▶ **DO THIS**
Copy out exactly the lines from the line containing "In this picture, where can the white car" to the end of the listing.

▶ **TASK INPUTS**
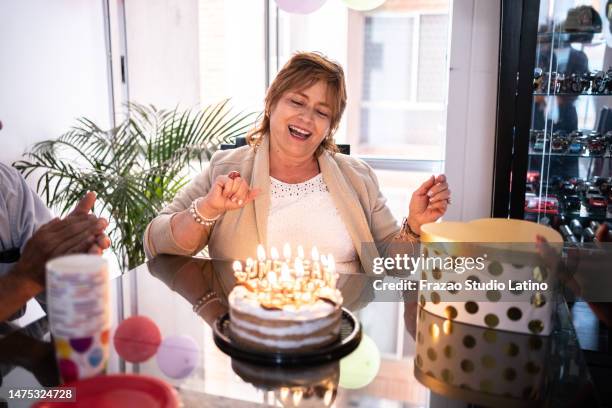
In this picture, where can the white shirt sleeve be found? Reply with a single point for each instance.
(22, 212)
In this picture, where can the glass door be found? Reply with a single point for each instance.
(570, 139)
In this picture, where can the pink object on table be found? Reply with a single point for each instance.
(178, 356)
(118, 391)
(137, 339)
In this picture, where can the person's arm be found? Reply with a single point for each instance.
(175, 230)
(16, 288)
(26, 279)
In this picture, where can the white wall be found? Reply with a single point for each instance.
(162, 47)
(52, 70)
(472, 102)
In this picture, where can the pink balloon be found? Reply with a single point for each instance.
(178, 356)
(299, 6)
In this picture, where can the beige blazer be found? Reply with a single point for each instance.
(351, 182)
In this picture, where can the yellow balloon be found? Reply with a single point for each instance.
(363, 5)
(359, 368)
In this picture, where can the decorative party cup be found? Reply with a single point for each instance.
(78, 302)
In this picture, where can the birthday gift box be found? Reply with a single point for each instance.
(489, 273)
(484, 366)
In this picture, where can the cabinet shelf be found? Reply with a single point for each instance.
(569, 94)
(584, 155)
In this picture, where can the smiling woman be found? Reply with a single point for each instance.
(290, 184)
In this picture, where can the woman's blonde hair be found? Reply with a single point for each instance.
(303, 70)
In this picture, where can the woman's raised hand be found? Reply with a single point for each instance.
(429, 202)
(228, 192)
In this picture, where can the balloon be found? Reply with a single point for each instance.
(363, 5)
(178, 356)
(359, 368)
(299, 6)
(137, 339)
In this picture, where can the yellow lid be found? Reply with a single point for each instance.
(488, 230)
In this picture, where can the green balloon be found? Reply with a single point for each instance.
(359, 368)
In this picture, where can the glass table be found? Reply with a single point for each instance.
(399, 363)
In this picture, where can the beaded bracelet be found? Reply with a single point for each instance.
(407, 231)
(204, 300)
(199, 218)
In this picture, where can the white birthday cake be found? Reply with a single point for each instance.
(277, 307)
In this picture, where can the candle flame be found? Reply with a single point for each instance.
(315, 254)
(298, 265)
(297, 397)
(274, 253)
(285, 273)
(261, 253)
(331, 263)
(272, 278)
(328, 397)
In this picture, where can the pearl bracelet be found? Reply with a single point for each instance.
(407, 231)
(204, 300)
(199, 218)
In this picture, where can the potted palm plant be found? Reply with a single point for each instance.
(135, 168)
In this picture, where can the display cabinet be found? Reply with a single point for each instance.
(554, 136)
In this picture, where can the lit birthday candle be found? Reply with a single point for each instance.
(251, 270)
(316, 267)
(261, 257)
(331, 270)
(285, 277)
(272, 280)
(276, 264)
(237, 267)
(298, 266)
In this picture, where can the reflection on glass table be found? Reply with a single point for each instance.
(401, 361)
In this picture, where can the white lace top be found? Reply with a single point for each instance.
(304, 214)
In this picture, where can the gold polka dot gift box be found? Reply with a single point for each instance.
(484, 366)
(489, 273)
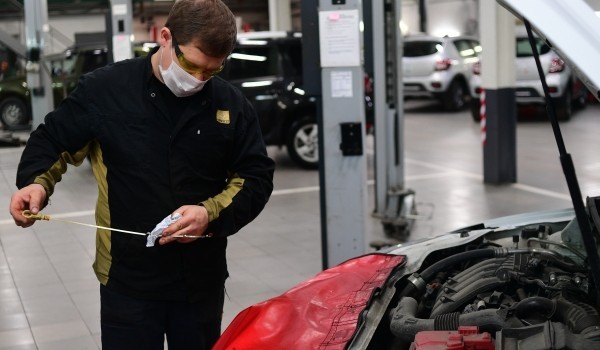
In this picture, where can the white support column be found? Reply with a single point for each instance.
(280, 15)
(38, 77)
(498, 80)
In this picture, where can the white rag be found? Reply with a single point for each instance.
(157, 232)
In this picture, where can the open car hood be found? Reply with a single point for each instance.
(527, 281)
(558, 22)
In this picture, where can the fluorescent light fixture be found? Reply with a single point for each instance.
(257, 83)
(245, 57)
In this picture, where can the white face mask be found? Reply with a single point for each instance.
(180, 82)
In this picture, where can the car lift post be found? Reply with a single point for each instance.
(395, 204)
(38, 77)
(120, 30)
(343, 164)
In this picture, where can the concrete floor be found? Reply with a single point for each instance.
(49, 296)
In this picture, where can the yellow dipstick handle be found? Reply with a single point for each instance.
(39, 216)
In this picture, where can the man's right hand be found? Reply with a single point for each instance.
(31, 197)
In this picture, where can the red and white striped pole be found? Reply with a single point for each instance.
(482, 115)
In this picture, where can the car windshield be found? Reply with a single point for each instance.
(421, 48)
(524, 49)
(63, 66)
(250, 62)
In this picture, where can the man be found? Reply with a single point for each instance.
(165, 136)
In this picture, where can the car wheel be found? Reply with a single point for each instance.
(564, 106)
(303, 143)
(454, 98)
(13, 113)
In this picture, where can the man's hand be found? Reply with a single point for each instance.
(31, 198)
(193, 222)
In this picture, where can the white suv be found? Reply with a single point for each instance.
(441, 68)
(565, 89)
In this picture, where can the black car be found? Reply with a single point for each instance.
(267, 67)
(64, 68)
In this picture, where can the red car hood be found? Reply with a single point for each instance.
(320, 313)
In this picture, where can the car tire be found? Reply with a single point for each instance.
(454, 98)
(564, 105)
(13, 113)
(303, 143)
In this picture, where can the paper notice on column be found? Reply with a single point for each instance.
(341, 84)
(339, 38)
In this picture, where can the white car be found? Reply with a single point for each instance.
(441, 68)
(522, 282)
(566, 91)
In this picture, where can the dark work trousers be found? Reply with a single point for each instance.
(130, 323)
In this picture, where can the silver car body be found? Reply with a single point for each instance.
(435, 67)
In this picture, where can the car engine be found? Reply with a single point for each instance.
(522, 288)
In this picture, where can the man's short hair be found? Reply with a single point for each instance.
(209, 24)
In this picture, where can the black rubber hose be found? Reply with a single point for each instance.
(412, 290)
(574, 316)
(405, 325)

▶ **RESPONSE**
In this picture, where can the white car be found? Reply with a single point for each instance.
(441, 68)
(522, 282)
(566, 91)
In this picture, where can the dark work trousers be found? Reply with a single point for each instance.
(130, 323)
In this picture, where can the silver car body be found? Reply with a single point for each instance.
(435, 67)
In this picture, where can the car engine be found? Reply with a single point for each instance.
(522, 288)
In this picture, where can the man's short hair be found? Reply with a single point for each instance.
(209, 24)
In this picture, where can the black rubber hose be found? Reply with a single point for each instance.
(412, 290)
(574, 316)
(405, 325)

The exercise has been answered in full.